Scelta dell’antipsicotico
Ogni antipsicotico presenta specifiche caratteristiche che andranno considerate per decidere quale sia il più appropriato per un determinato paziente. Tra i fattori da valutare c’è anche la tipologia di demenza e lo stato generale di salute del paziente. Prima di definire quale antipsicotico prescrivere bisogna tener conto che: a) il risperidone è l’unico antipsicotico di seconda generazione che in Italia sia autorizzato per il “trattamento a breve termine dell’aggressività persistente in pazienti con AD di grado da moderato a lieve che non risponde ad approcci non farmacologici e quando esiste un rischio di nuocere a se stesso e agli altri” b) l’uso di altri antipsicotici di seconda generazione (quali quetiapina, aripiprazolo e olanzapina) è off-label con le limitazioni conseguenti. c) l’eventuale utilità di farmaci alternativi agli antipsicotici (citalopram, trazodone, memantina, inibitori dell’acetilcolinesterasi) può essere preso in considerazione e accuratamente valutato caso per caso.
Consenso informato
Se si decide di iniziare un trattamento con un antipsicotico è essenziale condividere le informazioni circa i rischi e i benefici della terapia con il paziente e il caregiver e ottenere un consenso scritto al trattamento. Quando una persona non sia più nelle condizioni di fornire un consenso informato deve essere nominato un legale rappresentante (amministratore di sostegno o tutore) per poter decidere al suo posto.

● Estratto del dataset:
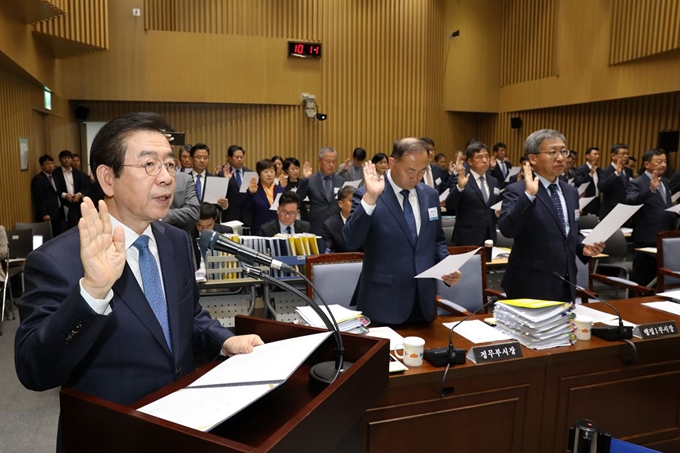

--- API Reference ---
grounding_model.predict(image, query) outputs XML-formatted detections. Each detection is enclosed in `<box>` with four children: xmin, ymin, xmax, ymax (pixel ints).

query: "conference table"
<box><xmin>335</xmin><ymin>297</ymin><xmax>680</xmax><ymax>453</ymax></box>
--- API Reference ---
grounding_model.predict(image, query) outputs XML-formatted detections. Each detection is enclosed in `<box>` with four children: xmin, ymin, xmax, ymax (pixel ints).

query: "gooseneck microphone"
<box><xmin>552</xmin><ymin>272</ymin><xmax>633</xmax><ymax>341</ymax></box>
<box><xmin>198</xmin><ymin>230</ymin><xmax>295</xmax><ymax>272</ymax></box>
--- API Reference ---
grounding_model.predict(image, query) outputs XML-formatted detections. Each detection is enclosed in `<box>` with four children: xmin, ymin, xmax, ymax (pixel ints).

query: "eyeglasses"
<box><xmin>538</xmin><ymin>149</ymin><xmax>569</xmax><ymax>159</ymax></box>
<box><xmin>123</xmin><ymin>158</ymin><xmax>176</xmax><ymax>178</ymax></box>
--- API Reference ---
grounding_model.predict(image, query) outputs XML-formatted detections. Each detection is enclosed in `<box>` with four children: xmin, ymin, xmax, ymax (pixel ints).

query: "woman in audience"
<box><xmin>239</xmin><ymin>159</ymin><xmax>285</xmax><ymax>236</ymax></box>
<box><xmin>371</xmin><ymin>153</ymin><xmax>388</xmax><ymax>176</ymax></box>
<box><xmin>270</xmin><ymin>156</ymin><xmax>284</xmax><ymax>185</ymax></box>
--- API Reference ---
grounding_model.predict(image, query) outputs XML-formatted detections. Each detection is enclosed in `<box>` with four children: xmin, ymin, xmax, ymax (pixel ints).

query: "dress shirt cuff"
<box><xmin>78</xmin><ymin>278</ymin><xmax>113</xmax><ymax>316</ymax></box>
<box><xmin>361</xmin><ymin>198</ymin><xmax>375</xmax><ymax>215</ymax></box>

● Consegne di lavoro:
1. Rispondi alle domande seguenti in base al testo sulla scelta dell'antipsicotico.
(a) Quale antipsicotico di seconda generazione è l'unico autorizzato in Italia per il "trattamento a breve termine dell'aggressività persistente"?
(b) Con chi vanno condivise le informazioni sui rischi e sui benefici della terapia?
(c) Chi deve essere nominato quando una persona non è più in grado di fornire un consenso informato?
2. Prosegui il testo sulla terapia antipsicotica nella demenza dal punto in cui si interrompe.

● Soluzioni delle consegne:
1.
(a) Il risperidone.
(b) Con il paziente e con il caregiver.
(c) Un legale rappresentante, cioè un amministratore di sostegno o un tutore.

2.
Monitoraggio
Gli eventuali effetti collaterali e l’efficacia della terapia dovrà essere periodicamente rivalutata. E’ utile definire il tipo e la gravità dei disturbi comportamentali utilizzando uno strumento appropriato (ad esempio il Neuropsychiatric Inventory, NPI) in modo da documentare l’effetto sui sintomi guida. L’uso di questi farmaci prevede un graduale incremento del dosaggio iniziando con dosaggi bassi e successivo lento aggiustamento a crescere. I dosaggi raccomandati per soggetti anziani con demenza sono molto inferiori ai dosaggi indicati nei soggetti con disturbi psichiatrici. Dato che spesso i sintomi comportamentali possono essere fluttuanti e il quadro clinico evolve nel tempo si raccomanda di utilizzare queste molecole per un periodo limitato valutando se sia possibile sospenderli dopo alcuni mesi. L’uso di formulazioni iniettive long acting è sconsigliato. Un’eventuale sospensione della terapia con antipsicotici, dovrà essere presa in considerazione dopo 12 settimane di assunzione continuativa, anche in presenza di comprovato effetto positivo nel controllo dei sintomi disturbanti Si deve comunque considerare come alcuni studi abbiano evidenziato come i pazienti con disturbo comportamentale severo abbiano manifestato i maggiori benefici nella continuazione della terapia antipsicotica [30] e come l’interruzione della stessa terapia abbia determinato la maggiore percentuale di recidive nei pazienti trattati con placebo (60%) rispetto a quelli che hanno continuato ad essere trattati con il farmaco attivo (risperidone, 33%) [31 ]
Situazioni di emergenza
In una situazione acuta, quando la sicurezza del paziente o di altri sia in pericolo, per il principio di stato di necessità, al medico è consentito di agire nell’interesse del paziente che non è nelle condizioni di fornire un consenso informato valido. In tali circostanze, il trattamento deve essere prontamente iniziato e finalizzato a ridurre al minimo il danno immediato. Il consenso informato potrà essere ottenuto non appena possibile se la terapia dovesse essere continuata.